SUPPLIED TEXT
▼

# Music Charts

In this example, we will extract information about music charts from tables on Wikipedia.
We will populate the Wikidata predicate "charted in" ([P2291](https://www.wikidata.org/wiki/Property:P2291)), which often occurs with the qualifiers "point in time" ([P585](https://www.wikidata.org/wiki/Property:P585)) and "ranking" ([P1352](https://www.wikidata.org/wiki/Property:P1352)).

In [1]:
from rdflib.plugins.stores.sparqlstore import SPARQLStore
st = SPARQLStore('http://query.wikidata.org/sparql')
r = st.query("""
SELECT DISTINCT ?entity ?article WHERE {
    # ?entity p:P726 ?p . ?p ps:P726 ?o . ?p pq:P1111 ?votes .
    ?entity wdt:P2291 ?chart .
    ?article schema:about ?entity .
    ?article schema:isPartOf <https://en.wikipedia.org/>.
}
""")
ent_abouturl = [tuple(b[v] for v in r.vars) for b in r.bindings]
ent_abouturl = sorted([
    (e, url.replace('https://en.wikipedia.org/wiki/', 'http://localhost:8989/wikipedia_en_all_nopic_2020-10/A/'))
    for e, url in ent_abouturl
])
len(ent_abouturl)



435

In [None]:
%%time
import takco
sample = 100
pages = takco.extract.WikiPages(ent_abouturl[:sample], encoding='utf8').load()
extracted = list(takco.extract.extract_tables(pages, link_pattern=r'[^\W](?!ttp:)'))
print(f"Got {len(list(extracted))} tables")
takco.preview(extracted, nrows=5, ntables=25)

In [None]:
steps = takco.config.build('step', load=['resources/graphs/wikidata.toml','resources/pipelines/TabEL.toml'])
unpivot_heuristics = steps[0]['unpivot_heuristics']

reshaped = list(takco.TableSet.reshape(extracted, unpivot_heuristics=unpivot_heuristics))
print(f"Processed {len(list(reshaped))} tables")
takco.preview(reshaped, nrows=5, ntables=25)

▲

PROVIDED DATA
▼

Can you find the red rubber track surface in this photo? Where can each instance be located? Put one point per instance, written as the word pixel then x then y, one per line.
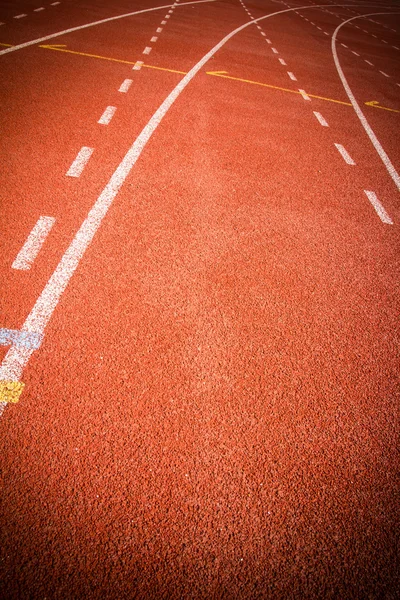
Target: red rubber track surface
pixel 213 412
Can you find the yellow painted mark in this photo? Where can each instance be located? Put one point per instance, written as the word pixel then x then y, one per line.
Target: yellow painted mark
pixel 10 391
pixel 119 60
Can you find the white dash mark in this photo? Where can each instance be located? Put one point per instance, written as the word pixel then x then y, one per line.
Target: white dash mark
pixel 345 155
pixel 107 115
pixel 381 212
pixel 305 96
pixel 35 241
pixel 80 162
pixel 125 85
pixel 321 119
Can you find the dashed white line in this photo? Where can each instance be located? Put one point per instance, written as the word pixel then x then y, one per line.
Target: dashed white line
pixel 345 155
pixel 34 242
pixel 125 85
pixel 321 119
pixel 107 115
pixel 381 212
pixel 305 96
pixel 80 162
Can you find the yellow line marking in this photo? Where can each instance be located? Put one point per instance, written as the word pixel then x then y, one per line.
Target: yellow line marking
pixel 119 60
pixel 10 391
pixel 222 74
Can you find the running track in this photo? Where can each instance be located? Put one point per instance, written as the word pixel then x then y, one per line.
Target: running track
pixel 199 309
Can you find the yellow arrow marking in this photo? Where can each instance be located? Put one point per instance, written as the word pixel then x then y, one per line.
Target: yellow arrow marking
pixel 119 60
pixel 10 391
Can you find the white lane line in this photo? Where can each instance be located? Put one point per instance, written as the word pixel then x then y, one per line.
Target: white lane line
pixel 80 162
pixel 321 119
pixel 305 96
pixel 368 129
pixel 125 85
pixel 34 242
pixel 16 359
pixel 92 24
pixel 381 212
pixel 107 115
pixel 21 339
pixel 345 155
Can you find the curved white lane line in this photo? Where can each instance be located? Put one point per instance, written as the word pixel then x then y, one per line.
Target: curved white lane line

▲

PROBLEMS TO SOLVE
1 - Copy out the part of the Music Charts text that runs from "SELECT DISTINCT ?entity" up to and including "len(ent_abouturl)".
2 - Render this sentence from the Music Charts text in Spanish: "In this example, we will extract information about music charts from tables on Wikipedia."

SOLUTIONS PER TASK
1 -
SELECT DISTINCT ?entity ?article WHERE {
    # ?entity p:P726 ?p . ?p ps:P726 ?o . ?p pq:P1111 ?votes .
    ?entity wdt:P2291 ?chart .
    ?article schema:about ?entity .
    ?article schema:isPartOf <https://en.wikipedia.org/>.
}
""")
ent_abouturl = [tuple(b[v] for v in r.vars) for b in r.bindings]
ent_abouturl = sorted([
    (e, url.replace('https://en.wikipedia.org/wiki/', 'http://localhost:8989/wikipedia_en_all_nopic_2020-10/A/'))
    for e, url in ent_abouturl
])
len(ent_abouturl)

2 - En este ejemplo, extraeremos información sobre listas de éxitos musicales a partir de tablas de Wikipedia.